PIERRE, S.D. (AP) — President Donald Trump tweeted Wednesday in support of South Dakota Gov. Kristi Noem’s hands-off approach to managing the coronavirus pandemic despite a surge in cases in the state.
Trump, who is recovering from COVID-19, retweeted a clip of the Republican governor's speech to the state Legislature Monday with a comment encouraging people to watch her address. Noem, who has carved out a national following among conservatives, is heading back to the president’s campaign trail this week.
“Great job South Dakota!” the president tweeted.
Noem said she provided a blueprint of how to navigate through the coronavirus pandemic without heavy-handed government mandates, telling lawmakers during a special session that she has done a good job in handling the pandemic.
Noem asserted that her approach, including her refusal to issue a stay-at-home order, was the right one, despite a surge in cases in South Dakota, On Wednesday it had the highest positivity rate of any state over the past 14 days, at 23.35%, according to data from The COVID Tracking Project. By comparison, the national average rate over the 14 days that ended Monday was 4.7%.
The state recorded 10 deaths, along with 609 people infected with COVID-19. Over the last two weeks, the state has seen the nation's second-highest number of cases per capita, with nearly 645 new cases per 100,000 people, according to Johns Hopkins Researchers.
The Department of Health said it is now including antigen testing in its daily report on the pandemic, meaning that health officials are now reporting “probable cases” from the antigen tests along with “confirmed cases” from RT-PCR tests.
“The distinction between probable and confirmed for the average person is nill because they will be treated the same as being positive for COVID," Secretary of Health Kim Malsam-Rysdon said.
The number of hospitalizations reached a new high Wednesday, with 273 people requiring hospital care.
But Noem has shown no indication of veering from her strategy of foregoing government mandates to stem the spread of infections.
“The mainstream media told us that these steps had to be taken to slow the spread of the virus. Day after day and night after night, they insisted that every decision I was making was wrong,” Noem said. “That I was foolish to trust my people. And I was even sillier to respect the oaths I took. They told me I should shut my state down.”

Assignment 1: In the article on South Dakota's pandemic response, rewrite the passage starting at "The Department of" and ending at "spread of infections.", swapping "hospitalizations" for "hospital admissions".
Assignment 2: Name every person identified by name in the article on South Dakota's pandemic response.

Data extract:
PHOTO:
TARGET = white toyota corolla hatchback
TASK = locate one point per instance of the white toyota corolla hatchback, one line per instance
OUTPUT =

Expected output 1:
The Department of Health said it is now including antigen testing in its daily report on the pandemic, meaning that health officials are now reporting “probable cases” from the antigen tests along with “confirmed cases” from RT-PCR tests.
“The distinction between probable and confirmed for the average person is nill because they will be treated the same as being positive for COVID," Secretary of Health Kim Malsam-Rysdon said.
The number of hospital admissions reached a new high Wednesday, with 273 people requiring hospital care.
But Noem has shown no indication of veering from her strategy of foregoing government mandates to stem the spread of infections.

Expected output 2: Donald Trump, Kristi Noem, Kim Malsam-Rysdon